Task directions
Report the lines of the material that carry the string "left".

[Start of Attachment]

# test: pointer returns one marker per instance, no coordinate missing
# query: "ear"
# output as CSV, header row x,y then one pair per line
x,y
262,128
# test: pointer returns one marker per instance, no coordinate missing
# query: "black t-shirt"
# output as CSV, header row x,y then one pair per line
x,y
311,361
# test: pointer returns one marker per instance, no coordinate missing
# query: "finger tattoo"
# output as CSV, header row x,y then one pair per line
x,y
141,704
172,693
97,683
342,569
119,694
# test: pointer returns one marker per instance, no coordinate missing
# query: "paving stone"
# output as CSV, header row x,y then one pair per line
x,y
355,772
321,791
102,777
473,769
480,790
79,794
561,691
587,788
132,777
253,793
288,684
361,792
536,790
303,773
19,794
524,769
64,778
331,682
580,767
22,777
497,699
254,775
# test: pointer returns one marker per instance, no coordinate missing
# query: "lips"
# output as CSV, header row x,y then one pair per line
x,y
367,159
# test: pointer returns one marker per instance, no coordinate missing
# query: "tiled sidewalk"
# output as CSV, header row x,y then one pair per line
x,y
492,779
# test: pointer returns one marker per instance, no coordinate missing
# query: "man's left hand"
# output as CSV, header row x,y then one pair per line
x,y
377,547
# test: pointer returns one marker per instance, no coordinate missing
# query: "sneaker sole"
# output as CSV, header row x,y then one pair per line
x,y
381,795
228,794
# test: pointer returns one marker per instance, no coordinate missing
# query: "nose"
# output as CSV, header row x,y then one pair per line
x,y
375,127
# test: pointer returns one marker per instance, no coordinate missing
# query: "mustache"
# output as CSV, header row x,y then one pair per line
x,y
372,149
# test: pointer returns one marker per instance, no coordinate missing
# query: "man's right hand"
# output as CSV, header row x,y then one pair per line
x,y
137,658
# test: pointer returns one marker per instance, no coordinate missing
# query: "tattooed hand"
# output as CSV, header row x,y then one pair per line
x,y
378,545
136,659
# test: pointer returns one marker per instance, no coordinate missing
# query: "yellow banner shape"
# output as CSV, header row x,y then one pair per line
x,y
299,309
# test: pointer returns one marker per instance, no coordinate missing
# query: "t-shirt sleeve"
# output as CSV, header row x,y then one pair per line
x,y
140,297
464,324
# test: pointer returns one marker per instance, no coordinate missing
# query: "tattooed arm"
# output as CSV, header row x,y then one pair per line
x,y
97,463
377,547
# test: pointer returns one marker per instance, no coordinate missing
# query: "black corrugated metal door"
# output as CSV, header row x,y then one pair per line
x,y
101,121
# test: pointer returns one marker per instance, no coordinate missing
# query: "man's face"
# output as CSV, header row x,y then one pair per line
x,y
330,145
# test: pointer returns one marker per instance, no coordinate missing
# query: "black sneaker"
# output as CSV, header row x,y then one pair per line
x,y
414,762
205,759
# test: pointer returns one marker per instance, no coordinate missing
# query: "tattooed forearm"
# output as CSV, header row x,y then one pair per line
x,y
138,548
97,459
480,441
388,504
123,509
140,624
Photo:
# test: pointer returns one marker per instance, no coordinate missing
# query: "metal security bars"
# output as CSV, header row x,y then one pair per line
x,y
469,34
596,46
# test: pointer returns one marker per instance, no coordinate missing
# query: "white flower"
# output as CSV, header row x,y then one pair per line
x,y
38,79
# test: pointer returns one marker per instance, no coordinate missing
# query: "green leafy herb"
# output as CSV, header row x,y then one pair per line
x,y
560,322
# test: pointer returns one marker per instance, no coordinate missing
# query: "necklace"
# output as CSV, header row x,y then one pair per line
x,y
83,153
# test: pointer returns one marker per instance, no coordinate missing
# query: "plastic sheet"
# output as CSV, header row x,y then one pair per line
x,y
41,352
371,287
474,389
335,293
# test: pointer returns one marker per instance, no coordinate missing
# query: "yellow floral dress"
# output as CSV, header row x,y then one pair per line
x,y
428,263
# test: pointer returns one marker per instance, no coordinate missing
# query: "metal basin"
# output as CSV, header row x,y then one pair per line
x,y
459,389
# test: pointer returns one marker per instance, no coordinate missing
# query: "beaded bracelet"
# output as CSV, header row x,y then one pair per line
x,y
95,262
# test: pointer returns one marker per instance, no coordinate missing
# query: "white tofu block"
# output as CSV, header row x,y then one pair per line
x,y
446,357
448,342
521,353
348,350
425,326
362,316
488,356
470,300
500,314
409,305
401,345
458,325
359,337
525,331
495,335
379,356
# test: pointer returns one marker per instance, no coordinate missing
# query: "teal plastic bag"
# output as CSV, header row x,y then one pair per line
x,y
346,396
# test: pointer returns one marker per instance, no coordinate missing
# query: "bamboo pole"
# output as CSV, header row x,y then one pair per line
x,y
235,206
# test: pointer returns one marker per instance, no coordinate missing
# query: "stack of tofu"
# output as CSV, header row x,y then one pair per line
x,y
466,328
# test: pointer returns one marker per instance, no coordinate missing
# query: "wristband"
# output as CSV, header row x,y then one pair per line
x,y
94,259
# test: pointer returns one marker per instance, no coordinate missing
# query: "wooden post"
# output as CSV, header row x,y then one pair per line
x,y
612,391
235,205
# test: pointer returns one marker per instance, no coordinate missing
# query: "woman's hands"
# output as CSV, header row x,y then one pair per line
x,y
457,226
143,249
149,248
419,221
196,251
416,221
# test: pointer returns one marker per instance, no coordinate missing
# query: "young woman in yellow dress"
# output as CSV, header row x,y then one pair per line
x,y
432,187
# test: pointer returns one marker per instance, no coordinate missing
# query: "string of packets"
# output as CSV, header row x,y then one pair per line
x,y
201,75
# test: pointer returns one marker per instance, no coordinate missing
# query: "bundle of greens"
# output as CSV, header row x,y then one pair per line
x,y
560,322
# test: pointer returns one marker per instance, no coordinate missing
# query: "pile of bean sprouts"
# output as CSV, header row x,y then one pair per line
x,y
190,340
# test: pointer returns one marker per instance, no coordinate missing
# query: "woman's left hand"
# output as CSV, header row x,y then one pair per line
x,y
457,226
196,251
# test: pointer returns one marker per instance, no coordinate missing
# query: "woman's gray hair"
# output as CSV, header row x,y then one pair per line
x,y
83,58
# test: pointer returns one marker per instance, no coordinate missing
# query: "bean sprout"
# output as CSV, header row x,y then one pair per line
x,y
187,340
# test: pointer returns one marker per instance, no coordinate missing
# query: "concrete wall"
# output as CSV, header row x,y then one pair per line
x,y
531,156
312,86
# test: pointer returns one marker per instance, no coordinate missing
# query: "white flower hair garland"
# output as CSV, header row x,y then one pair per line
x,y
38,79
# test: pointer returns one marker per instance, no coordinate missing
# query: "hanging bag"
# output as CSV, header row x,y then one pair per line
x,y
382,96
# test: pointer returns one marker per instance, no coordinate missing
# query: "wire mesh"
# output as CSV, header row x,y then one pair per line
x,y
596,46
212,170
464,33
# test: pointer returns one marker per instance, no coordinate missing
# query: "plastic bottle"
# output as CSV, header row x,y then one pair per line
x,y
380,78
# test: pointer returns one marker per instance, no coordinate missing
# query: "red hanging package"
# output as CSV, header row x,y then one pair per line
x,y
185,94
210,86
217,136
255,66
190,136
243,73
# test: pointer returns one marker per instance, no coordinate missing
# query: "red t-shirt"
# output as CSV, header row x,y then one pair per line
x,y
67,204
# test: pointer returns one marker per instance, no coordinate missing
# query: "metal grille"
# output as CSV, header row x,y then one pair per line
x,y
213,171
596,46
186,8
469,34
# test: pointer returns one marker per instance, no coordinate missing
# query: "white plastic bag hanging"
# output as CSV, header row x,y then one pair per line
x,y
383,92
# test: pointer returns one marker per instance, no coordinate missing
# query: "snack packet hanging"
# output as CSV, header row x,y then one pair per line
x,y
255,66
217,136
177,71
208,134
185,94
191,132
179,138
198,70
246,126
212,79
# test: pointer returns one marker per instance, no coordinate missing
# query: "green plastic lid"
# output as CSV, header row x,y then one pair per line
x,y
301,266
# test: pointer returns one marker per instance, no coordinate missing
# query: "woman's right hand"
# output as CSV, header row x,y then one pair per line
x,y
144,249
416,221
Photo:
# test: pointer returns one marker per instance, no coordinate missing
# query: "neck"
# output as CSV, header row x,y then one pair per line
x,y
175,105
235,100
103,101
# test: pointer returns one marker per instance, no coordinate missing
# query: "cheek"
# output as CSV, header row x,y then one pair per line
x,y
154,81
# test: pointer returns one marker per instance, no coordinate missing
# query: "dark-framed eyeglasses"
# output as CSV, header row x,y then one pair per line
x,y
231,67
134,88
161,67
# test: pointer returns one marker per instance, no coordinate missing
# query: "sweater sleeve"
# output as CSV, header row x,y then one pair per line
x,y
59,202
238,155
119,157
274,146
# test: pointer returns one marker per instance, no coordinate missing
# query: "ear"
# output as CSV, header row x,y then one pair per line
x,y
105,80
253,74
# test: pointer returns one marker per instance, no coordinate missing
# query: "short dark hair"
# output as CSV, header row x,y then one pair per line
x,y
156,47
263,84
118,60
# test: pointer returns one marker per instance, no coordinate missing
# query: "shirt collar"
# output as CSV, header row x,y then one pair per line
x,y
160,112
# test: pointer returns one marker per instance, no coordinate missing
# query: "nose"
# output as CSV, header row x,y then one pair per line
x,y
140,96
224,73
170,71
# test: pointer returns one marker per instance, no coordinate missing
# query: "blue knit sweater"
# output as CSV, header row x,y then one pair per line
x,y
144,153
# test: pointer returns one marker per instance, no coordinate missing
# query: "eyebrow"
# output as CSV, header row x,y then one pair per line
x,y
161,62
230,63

[End of Attachment]

Problem solution
# query: "man's left hand"
# query: "woman's left hand"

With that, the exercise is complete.